YOUR GOAL
Update the records beginning with the line that contains "-- sample [684,149]." and running through their final line, replacing "street lamp post" with "lamppost" and changing nothing else. Give only those lines in your reply.

PROVIDED INFORMATION
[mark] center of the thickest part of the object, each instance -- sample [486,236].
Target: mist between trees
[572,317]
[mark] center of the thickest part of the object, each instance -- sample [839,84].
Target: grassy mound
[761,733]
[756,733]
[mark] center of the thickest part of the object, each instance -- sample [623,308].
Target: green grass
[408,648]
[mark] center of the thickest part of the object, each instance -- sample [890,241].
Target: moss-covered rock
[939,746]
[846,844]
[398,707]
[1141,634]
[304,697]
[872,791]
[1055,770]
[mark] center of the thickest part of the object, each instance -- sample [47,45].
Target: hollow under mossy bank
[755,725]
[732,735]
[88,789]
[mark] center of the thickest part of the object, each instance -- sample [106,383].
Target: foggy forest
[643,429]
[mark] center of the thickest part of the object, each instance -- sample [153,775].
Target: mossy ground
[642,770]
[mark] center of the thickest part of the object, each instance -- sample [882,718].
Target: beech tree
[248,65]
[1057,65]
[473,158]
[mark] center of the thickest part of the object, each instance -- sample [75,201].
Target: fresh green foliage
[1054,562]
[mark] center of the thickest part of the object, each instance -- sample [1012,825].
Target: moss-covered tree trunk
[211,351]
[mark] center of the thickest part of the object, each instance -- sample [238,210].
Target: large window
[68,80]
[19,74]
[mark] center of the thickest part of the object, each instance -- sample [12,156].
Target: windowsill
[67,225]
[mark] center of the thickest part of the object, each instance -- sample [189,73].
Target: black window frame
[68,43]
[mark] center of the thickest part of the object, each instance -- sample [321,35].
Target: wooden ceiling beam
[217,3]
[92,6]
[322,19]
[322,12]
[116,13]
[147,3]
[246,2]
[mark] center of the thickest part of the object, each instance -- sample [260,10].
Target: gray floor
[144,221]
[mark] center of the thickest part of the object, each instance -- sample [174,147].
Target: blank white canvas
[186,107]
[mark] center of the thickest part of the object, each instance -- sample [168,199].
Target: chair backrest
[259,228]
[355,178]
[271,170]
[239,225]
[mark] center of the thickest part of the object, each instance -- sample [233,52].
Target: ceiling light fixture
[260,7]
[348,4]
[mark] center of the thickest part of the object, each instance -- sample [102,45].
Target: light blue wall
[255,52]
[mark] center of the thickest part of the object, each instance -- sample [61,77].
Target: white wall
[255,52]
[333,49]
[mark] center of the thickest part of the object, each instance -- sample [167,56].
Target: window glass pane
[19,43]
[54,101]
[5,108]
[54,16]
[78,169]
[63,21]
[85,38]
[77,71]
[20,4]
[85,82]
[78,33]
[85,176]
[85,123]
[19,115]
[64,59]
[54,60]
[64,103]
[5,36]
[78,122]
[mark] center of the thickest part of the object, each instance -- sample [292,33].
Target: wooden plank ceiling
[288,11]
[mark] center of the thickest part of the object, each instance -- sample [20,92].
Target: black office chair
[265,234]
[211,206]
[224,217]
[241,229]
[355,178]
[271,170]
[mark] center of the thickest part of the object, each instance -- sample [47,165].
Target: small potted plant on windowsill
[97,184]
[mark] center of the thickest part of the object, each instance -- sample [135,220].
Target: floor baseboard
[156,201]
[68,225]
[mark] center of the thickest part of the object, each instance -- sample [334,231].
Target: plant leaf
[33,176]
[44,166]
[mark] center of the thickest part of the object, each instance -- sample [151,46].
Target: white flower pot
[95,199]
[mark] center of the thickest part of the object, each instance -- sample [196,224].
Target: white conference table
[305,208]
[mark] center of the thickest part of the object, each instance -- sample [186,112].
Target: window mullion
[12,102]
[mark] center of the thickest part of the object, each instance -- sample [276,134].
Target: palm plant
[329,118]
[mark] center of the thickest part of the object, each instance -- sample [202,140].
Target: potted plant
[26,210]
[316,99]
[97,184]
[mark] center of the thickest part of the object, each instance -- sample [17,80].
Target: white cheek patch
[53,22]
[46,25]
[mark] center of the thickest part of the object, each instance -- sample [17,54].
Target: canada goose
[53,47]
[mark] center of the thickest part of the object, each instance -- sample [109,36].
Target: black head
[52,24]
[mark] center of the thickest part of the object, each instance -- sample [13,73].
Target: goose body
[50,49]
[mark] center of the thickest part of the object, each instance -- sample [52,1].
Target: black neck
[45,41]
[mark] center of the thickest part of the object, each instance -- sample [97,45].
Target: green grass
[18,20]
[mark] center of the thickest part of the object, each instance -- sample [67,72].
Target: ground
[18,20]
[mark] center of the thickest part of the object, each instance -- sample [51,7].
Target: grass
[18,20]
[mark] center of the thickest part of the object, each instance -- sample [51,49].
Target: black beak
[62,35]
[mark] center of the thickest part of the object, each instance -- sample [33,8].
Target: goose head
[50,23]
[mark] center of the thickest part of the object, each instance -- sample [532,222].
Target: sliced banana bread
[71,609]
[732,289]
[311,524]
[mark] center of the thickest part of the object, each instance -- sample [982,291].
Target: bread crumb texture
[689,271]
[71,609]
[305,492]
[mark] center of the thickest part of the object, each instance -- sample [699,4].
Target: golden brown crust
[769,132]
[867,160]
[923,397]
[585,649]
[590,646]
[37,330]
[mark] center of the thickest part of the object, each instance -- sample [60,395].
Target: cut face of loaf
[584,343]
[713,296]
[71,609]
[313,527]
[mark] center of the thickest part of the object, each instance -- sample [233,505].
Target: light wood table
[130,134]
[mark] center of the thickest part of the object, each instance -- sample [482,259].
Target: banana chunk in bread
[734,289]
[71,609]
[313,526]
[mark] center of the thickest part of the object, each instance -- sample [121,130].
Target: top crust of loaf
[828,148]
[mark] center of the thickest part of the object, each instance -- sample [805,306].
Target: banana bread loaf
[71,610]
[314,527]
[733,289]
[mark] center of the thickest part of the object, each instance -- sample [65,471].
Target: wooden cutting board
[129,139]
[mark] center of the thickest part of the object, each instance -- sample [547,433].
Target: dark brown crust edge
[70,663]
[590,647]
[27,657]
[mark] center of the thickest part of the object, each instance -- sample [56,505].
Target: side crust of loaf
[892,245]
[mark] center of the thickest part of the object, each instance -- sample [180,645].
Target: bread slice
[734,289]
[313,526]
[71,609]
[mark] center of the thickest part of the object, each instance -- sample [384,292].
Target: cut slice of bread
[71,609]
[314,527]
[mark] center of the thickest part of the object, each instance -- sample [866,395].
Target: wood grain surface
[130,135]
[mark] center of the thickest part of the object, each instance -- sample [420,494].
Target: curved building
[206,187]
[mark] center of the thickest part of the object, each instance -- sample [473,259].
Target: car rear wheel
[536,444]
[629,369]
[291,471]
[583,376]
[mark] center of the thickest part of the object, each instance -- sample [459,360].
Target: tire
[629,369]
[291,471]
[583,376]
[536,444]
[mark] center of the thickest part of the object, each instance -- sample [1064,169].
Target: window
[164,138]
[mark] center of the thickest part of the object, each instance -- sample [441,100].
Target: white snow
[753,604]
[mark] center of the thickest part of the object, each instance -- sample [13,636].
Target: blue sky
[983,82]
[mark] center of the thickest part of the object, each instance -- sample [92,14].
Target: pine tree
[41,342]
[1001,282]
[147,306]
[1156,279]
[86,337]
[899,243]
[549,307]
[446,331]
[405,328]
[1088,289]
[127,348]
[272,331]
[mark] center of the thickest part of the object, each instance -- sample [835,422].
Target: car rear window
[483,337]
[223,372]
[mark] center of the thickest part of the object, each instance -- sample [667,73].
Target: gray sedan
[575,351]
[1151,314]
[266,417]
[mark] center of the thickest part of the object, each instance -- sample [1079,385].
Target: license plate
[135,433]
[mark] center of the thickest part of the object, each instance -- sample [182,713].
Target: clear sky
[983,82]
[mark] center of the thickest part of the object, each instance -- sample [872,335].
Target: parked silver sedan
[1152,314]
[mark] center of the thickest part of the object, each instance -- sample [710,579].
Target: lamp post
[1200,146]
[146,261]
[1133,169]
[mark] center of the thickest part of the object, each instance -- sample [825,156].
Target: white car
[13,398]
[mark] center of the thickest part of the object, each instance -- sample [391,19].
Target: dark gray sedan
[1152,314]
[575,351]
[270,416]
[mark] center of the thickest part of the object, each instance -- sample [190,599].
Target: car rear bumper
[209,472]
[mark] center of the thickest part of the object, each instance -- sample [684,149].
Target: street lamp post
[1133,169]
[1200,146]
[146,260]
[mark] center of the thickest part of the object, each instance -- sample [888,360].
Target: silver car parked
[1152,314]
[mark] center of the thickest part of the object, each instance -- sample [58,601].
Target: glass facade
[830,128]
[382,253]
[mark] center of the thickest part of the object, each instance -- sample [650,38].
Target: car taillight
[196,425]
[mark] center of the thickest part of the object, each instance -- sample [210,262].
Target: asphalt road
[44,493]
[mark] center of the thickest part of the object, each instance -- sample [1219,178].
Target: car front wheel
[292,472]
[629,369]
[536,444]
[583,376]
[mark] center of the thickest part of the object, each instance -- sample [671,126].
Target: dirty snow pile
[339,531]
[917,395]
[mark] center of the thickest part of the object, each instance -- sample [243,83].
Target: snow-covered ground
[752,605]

RESULT OF THE TASK
[mark] center of the thickest part of the object, each instance -- sample [684,149].
Target: lamppost
[1133,169]
[1200,146]
[146,260]
[mark] center of the thickest part of the object, each instance -- sample [888,360].
Target: silver car parked
[1152,314]
[mark] center of the thickest part of the object, each instance -- sample [58,601].
Target: glass facade
[830,128]
[382,253]
[mark] center of the thickest part of the object, each instance -- sample [650,38].
Target: car taillight
[196,425]
[mark] center of the thickest part of the object, each instance -- sample [210,262].
Target: asphalt road
[44,493]
[mark] center of the thickest part of the object, each instance -- sample [1219,178].
Target: car front wheel
[292,472]
[629,369]
[536,444]
[583,376]
[mark] center of the thickest part of the object, each instance -- sample [671,126].
Target: dirty snow pile
[339,531]
[917,395]
[mark] center of the thickest part of the object, each instance -- sample [243,83].
Target: snow-covered ground
[752,605]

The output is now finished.